SOURCE MATERIAL:
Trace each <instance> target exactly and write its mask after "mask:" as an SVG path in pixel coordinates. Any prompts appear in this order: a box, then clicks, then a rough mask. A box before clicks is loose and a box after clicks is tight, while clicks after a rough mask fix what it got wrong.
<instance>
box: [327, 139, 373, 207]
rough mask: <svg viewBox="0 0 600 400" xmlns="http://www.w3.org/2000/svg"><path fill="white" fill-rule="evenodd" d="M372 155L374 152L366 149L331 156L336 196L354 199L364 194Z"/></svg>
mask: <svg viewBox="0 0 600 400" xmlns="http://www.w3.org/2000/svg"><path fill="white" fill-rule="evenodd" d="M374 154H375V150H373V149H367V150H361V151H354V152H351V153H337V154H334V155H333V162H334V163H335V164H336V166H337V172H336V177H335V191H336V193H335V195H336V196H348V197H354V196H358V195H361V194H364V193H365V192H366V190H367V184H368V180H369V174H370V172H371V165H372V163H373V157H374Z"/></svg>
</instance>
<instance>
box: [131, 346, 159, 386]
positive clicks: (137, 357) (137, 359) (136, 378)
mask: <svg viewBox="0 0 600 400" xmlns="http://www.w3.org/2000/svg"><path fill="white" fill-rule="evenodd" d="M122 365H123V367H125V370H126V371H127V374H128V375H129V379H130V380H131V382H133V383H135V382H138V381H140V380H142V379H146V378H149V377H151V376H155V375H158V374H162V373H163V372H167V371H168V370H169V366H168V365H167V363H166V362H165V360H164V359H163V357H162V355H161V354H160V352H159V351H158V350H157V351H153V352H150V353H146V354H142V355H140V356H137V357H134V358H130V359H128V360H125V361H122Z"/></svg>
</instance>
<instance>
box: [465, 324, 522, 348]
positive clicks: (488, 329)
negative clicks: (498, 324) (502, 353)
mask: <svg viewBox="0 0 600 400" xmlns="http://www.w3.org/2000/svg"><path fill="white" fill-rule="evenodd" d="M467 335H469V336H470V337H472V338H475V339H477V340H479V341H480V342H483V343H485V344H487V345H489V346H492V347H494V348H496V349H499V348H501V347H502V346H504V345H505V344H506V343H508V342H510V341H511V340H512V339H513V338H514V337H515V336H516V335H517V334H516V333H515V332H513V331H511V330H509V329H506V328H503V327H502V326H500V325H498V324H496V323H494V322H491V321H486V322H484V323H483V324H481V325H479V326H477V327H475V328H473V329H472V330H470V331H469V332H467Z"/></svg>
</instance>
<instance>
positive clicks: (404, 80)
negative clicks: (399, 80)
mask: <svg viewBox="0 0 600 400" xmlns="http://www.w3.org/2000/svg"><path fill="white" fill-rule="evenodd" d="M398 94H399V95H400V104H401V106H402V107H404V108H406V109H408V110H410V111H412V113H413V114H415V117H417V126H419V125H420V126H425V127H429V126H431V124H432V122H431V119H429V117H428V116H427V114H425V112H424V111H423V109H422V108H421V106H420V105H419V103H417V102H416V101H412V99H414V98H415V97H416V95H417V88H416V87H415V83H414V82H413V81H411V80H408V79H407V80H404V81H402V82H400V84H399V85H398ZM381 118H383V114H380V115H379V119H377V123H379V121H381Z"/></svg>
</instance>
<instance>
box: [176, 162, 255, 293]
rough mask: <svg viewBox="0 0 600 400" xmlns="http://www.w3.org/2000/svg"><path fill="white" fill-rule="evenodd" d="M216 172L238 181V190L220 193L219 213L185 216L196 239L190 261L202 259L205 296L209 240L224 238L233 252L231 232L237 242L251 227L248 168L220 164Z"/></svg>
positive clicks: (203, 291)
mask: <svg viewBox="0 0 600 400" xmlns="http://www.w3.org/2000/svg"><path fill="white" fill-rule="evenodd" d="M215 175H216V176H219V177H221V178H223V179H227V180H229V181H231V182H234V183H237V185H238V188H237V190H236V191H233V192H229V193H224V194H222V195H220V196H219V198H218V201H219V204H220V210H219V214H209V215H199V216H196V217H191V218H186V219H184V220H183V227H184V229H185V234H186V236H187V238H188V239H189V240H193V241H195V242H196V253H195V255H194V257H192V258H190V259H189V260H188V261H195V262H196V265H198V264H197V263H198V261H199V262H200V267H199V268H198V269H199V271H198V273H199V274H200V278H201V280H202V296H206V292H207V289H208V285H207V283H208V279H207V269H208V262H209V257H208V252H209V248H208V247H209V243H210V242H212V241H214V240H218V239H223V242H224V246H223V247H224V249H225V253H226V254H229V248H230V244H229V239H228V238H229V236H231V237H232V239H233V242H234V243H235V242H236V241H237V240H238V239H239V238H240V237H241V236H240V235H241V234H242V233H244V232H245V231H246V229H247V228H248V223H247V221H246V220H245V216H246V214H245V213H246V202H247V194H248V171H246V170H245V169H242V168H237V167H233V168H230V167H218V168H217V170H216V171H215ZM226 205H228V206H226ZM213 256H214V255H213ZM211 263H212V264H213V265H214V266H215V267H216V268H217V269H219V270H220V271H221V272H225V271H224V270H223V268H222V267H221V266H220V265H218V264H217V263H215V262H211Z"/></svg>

EXERCISE PROMPT: Reproduce every entry above so that each one matches its source exactly.

ANSWER TO THIS EXERCISE:
Trace each <instance> target exactly and write its mask after "mask:" as an SVG path in pixel coordinates. Any prompts appear in this order: a box, then clicks, then a rough mask. A box before clicks is loose and a box after clicks is tight, while clicks after a rough mask fix what it got wrong.
<instance>
box: [327, 139, 373, 207]
rough mask: <svg viewBox="0 0 600 400" xmlns="http://www.w3.org/2000/svg"><path fill="white" fill-rule="evenodd" d="M372 155L374 152L366 149L331 156L336 196L354 199L364 194Z"/></svg>
mask: <svg viewBox="0 0 600 400" xmlns="http://www.w3.org/2000/svg"><path fill="white" fill-rule="evenodd" d="M374 154H375V150H373V149H367V150H361V151H354V152H351V153H337V154H334V155H333V162H334V163H335V164H336V166H337V172H336V177H335V191H336V193H335V195H336V196H348V197H354V196H358V195H361V194H364V193H365V192H366V190H367V184H368V180H369V174H370V172H371V165H372V163H373V157H374Z"/></svg>
</instance>
<instance>
box: [131, 346, 159, 386]
positive clicks: (137, 357) (137, 359) (136, 378)
mask: <svg viewBox="0 0 600 400" xmlns="http://www.w3.org/2000/svg"><path fill="white" fill-rule="evenodd" d="M122 365H123V367H125V370H126V371H127V374H128V375H129V379H130V380H131V382H133V383H135V382H138V381H140V380H142V379H146V378H149V377H151V376H155V375H158V374H162V373H163V372H167V371H168V370H169V366H168V365H167V363H166V362H165V360H164V359H163V357H162V355H161V354H160V352H159V351H158V350H157V351H153V352H150V353H146V354H142V355H140V356H137V357H134V358H130V359H128V360H125V361H122Z"/></svg>
</instance>
<instance>
box: [465, 324, 522, 348]
positive clicks: (488, 329)
negative clicks: (498, 324) (502, 353)
mask: <svg viewBox="0 0 600 400" xmlns="http://www.w3.org/2000/svg"><path fill="white" fill-rule="evenodd" d="M467 335H469V336H470V337H472V338H475V339H477V340H479V341H480V342H483V343H485V344H487V345H489V346H492V347H494V348H496V349H499V348H501V347H502V346H504V345H505V344H506V343H508V342H510V341H511V340H512V339H513V338H514V337H515V336H516V335H517V334H516V333H515V332H513V331H511V330H509V329H506V328H503V327H502V326H500V325H498V324H496V323H494V322H491V321H486V322H484V323H483V324H481V325H479V326H477V327H475V328H473V329H472V330H470V331H469V332H467Z"/></svg>
</instance>
<instance>
positive clicks: (404, 80)
negative clicks: (399, 80)
mask: <svg viewBox="0 0 600 400" xmlns="http://www.w3.org/2000/svg"><path fill="white" fill-rule="evenodd" d="M398 94H399V95H400V104H401V106H402V107H404V108H406V109H408V110H410V111H412V113H413V114H415V117H417V126H419V125H420V126H425V127H429V126H431V124H432V122H431V119H429V117H428V116H427V114H425V112H424V111H423V109H422V108H421V106H420V105H419V103H417V102H416V101H412V99H414V98H415V97H416V95H417V88H416V87H415V83H414V82H413V81H411V80H408V79H407V80H404V81H402V82H400V84H399V85H398ZM381 118H383V114H380V115H379V119H377V123H379V121H381Z"/></svg>
</instance>
<instance>
box: [176, 162, 255, 293]
rough mask: <svg viewBox="0 0 600 400" xmlns="http://www.w3.org/2000/svg"><path fill="white" fill-rule="evenodd" d="M216 172L238 181V190L220 193L219 213L185 216L196 239L190 261L202 259L205 296L209 240L224 238L233 252L231 232L237 242L251 227L248 168L220 164Z"/></svg>
positive clicks: (203, 291)
mask: <svg viewBox="0 0 600 400" xmlns="http://www.w3.org/2000/svg"><path fill="white" fill-rule="evenodd" d="M215 175H216V176H219V177H221V178H223V179H227V180H229V181H231V182H234V183H237V185H238V188H237V190H236V191H233V192H229V193H224V194H222V195H220V196H219V198H218V201H219V204H220V210H219V214H209V215H199V216H196V217H191V218H186V219H184V220H183V227H184V229H185V234H186V236H187V238H188V239H189V240H193V241H195V242H196V253H195V255H194V257H192V258H190V259H189V260H188V261H195V262H196V265H198V264H197V263H198V261H199V262H200V267H199V268H198V269H199V271H198V273H199V274H200V278H201V280H202V296H206V292H207V289H208V285H207V283H208V279H207V269H208V262H209V257H208V252H209V248H208V247H209V243H210V242H212V241H214V240H218V239H223V242H224V246H223V247H224V249H225V253H226V254H229V248H230V244H229V239H228V238H229V236H231V237H232V239H233V242H234V243H235V242H236V241H237V240H238V239H239V238H240V237H241V236H240V235H241V234H242V233H244V232H245V231H246V229H247V228H248V223H247V221H246V220H245V216H246V214H245V213H246V202H247V194H248V171H246V170H245V169H242V168H237V167H233V168H230V167H218V168H217V170H216V171H215ZM226 205H228V206H226ZM213 256H214V255H213ZM211 263H212V264H213V265H214V266H215V267H216V268H217V269H219V270H220V271H221V272H225V271H224V270H223V268H222V267H221V266H220V265H218V264H217V263H215V262H211Z"/></svg>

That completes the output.